Ici, rue Saint-Denis. Un 24 décembre. Une rue d'hommes. Une rue qui pue la pisse. Eclairée par des réverbères à la lumière faiblarde. Autour, de maigres guirlandes argentées. Du gris qui brille.
« Courage ! “ Deux vieilles femmes soutiennent une fille. Elle sourit, répond un ‘merci’ d'une voix déchirante. Parce qu'elle a froid, cette quadragénaire en minijupe qui s'obstine à repousser toujours un peu plus le pan de son manteau rose. Au moindre homme qui passe en hésitant, ses cuisses se découvrent. ‘Viens’. Elle susurre. ‘Viens’. Un type la suit. Une porte se referme.
‘Elles vont toutes là, dans la maison.’ Cheikh explique ces bordels ; des immeubles occupés par les filles. Un quart d'heure après, le client est parti. Elle se replace et recommence. Elle a 43 ans. Accepte de parler, contrairement à d'autres qui jouent l'agressivité comme pour confirmer que les prostituées sont revêches.
Elle parle de sa fille, mariée récemment, salariée, oui, oui, tout va bien pour elle, merci. Et ce Noël sur le trottoir ? ‘C'est dur, c'est vrai mais je travaille. Il y a moins de clients, ils réveillonnent’, regrette-t-elle. Elle est propriétaire de son studio. Celles qui ne le sont pas ont été expulsées par la police. La dure loi de 2003. D'autres hommes rôdent. Il faut la laisser travailler, mais c'est gentil d'avoir causé.

┄┄┄┄┄┄┄┄┄┄

| Série de tâches |
a: D'après le document source, quel âge a la femme au manteau rose ?
b: En une à trois phrases, expliquez pourquoi, selon le récit sur la rue Saint-Denis, il y a moins de clients ce 24 décembre.
c: Donnez la suite du récit sur la rue Saint-Denis à partir de sa dernière phrase.

┄┄┄┄┄┄┄┄┄┄

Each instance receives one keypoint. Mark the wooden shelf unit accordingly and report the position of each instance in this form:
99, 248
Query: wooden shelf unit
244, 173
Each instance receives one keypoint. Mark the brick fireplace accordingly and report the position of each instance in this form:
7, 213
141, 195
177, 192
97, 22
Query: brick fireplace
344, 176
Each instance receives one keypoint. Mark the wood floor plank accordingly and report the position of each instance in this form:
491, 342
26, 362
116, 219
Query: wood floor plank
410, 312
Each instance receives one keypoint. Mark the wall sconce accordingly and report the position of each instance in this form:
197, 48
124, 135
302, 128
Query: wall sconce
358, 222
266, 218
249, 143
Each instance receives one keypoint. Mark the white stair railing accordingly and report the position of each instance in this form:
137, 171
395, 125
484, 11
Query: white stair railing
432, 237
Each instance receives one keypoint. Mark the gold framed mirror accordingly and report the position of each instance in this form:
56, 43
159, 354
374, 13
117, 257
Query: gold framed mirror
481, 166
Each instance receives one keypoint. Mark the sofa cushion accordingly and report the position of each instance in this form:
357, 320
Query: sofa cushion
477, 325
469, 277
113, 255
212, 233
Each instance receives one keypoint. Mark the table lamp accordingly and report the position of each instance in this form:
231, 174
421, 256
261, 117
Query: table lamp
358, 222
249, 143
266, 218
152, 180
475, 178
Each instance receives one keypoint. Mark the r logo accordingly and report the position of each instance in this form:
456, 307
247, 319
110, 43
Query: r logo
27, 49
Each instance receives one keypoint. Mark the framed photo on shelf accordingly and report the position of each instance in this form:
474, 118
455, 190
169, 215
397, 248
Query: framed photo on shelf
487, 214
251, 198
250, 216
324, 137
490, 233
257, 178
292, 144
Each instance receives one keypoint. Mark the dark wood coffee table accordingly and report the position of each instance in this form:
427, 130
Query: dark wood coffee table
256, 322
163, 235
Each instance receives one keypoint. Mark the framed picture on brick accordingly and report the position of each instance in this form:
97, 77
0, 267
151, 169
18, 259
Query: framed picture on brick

┄┄┄┄┄┄┄┄┄┄

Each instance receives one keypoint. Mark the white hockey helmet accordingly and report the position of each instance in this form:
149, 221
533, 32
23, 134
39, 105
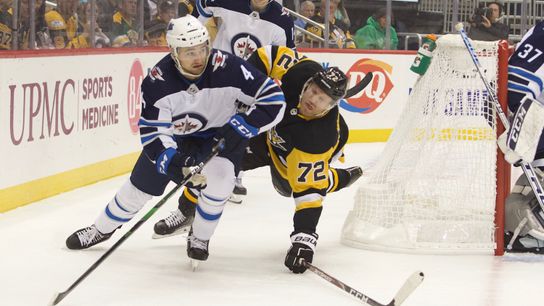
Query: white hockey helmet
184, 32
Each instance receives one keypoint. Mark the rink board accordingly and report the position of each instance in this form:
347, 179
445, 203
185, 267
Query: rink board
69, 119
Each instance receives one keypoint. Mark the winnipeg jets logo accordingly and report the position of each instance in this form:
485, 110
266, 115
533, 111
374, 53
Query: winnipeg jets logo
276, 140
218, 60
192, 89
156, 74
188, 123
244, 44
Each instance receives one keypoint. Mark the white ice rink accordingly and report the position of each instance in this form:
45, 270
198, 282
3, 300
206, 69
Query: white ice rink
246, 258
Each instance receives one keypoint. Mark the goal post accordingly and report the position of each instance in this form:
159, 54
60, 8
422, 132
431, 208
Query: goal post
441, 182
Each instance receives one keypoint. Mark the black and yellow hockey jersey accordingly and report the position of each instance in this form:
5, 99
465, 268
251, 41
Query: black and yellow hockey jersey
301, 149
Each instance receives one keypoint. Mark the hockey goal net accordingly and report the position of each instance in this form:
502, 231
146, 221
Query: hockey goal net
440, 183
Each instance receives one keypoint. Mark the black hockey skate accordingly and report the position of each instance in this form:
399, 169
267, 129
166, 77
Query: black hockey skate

┄┄┄┄┄┄┄┄┄┄

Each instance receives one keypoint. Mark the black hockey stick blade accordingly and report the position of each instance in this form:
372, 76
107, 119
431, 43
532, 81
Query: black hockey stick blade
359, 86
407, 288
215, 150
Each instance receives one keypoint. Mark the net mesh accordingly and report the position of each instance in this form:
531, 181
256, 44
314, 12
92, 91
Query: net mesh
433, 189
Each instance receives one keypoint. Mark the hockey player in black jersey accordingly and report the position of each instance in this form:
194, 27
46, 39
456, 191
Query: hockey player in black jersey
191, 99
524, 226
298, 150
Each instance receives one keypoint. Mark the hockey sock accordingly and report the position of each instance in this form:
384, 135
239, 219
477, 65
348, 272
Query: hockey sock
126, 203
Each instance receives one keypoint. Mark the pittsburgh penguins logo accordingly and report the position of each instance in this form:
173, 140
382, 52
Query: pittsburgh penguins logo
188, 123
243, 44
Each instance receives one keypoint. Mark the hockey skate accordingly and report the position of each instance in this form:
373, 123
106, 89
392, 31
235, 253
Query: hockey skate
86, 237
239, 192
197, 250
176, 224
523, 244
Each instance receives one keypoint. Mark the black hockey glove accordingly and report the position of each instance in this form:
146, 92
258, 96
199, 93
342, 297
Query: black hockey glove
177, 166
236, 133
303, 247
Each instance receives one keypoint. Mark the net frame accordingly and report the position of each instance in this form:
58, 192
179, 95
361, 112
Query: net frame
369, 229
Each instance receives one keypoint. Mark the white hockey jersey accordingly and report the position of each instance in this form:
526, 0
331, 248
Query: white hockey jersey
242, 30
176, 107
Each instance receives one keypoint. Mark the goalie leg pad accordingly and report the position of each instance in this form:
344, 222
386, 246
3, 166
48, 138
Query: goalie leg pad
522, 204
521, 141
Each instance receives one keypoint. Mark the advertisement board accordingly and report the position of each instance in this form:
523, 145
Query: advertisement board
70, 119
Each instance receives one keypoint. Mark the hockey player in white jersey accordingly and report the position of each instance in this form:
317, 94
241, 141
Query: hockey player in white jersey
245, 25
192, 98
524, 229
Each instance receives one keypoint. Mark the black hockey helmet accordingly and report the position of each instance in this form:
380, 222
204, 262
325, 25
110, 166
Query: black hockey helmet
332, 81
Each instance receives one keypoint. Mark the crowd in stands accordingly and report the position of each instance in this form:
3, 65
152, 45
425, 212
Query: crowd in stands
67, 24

┄┄┄┄┄┄┄┄┄┄

| Réponses par tâche |
a: Elle a 43 ans.

b: La femme interrogée explique qu'il y a moins de clients parce qu'ils réveillonnent.

c:
‘Ils ne sont pas timides, ils choisissent’
Des policiers roulent, ne ralentissent pas. Personne ne s'inquiète. Cheikh ne fête pas Noël. Pas sa fête :
‘J'ai fêté l'Aïd, mais ma sœur qui est mariée à un Français organise un repas ce soir, à Châtillon, je ne sais pas si je vais y aller.’
Un kebab plus loin, Cheikh offre sa tournée : du café. Là, un barbu chante. Il y a de l'arménien dans ses mots ; les patrons comprennent sa chanson. Il s'arrête, commande un pastis, tape du poing et sourit franchement quand deux touristes américains échouent à une table voisine. Des compatriotes ! Le vieil Arménien vient de l'Idaho. C'est ce qu'il raconte avant de souhaiter un joyeux Noël à toute la salle. Il part à reculons, heurte un chauve, blouson RATP, venu acheter des sandwichs.
Sur le trottoir, les hommes sont nombreux. Une dizaine. Ils observent. Traversent parfois la rue pour aller parler à une femme. Cheikh, qui habite là, s'amuse :
‘Ils ne sont pas timides ! Ils choisissent. Une fois que celle qui leur plaît redescent, ils y vont.’
La porte d'un immeuble donnant sur une minuscule cour est continuellement entrebaillée. Des allées et venues. Un curieux : ‘Vous venez voir les garces ? Ses yeux lorgnent une garce’ rousse. La plus convoitée. Grande, belle, des yeux immenses. Sirotant un verre de whisky, elle officie, vacillante, contre l'immeuble d'une petite ruelle perpendiculaire.
‘C'est réservé ici’, expose Cheikh, décidément au fait des nuits de Saint-Denis. Les filles s'installent par type. La rue principale est multicolore. Aux alentours, les hommes savent où aller pour dénicher une Africaine ou une Slave. Cinquante euros et c'est le paradis dans de la chair molle, dans de la chair qui a froid, dans de la chair qui ne prend pas le temps de se déshabiller.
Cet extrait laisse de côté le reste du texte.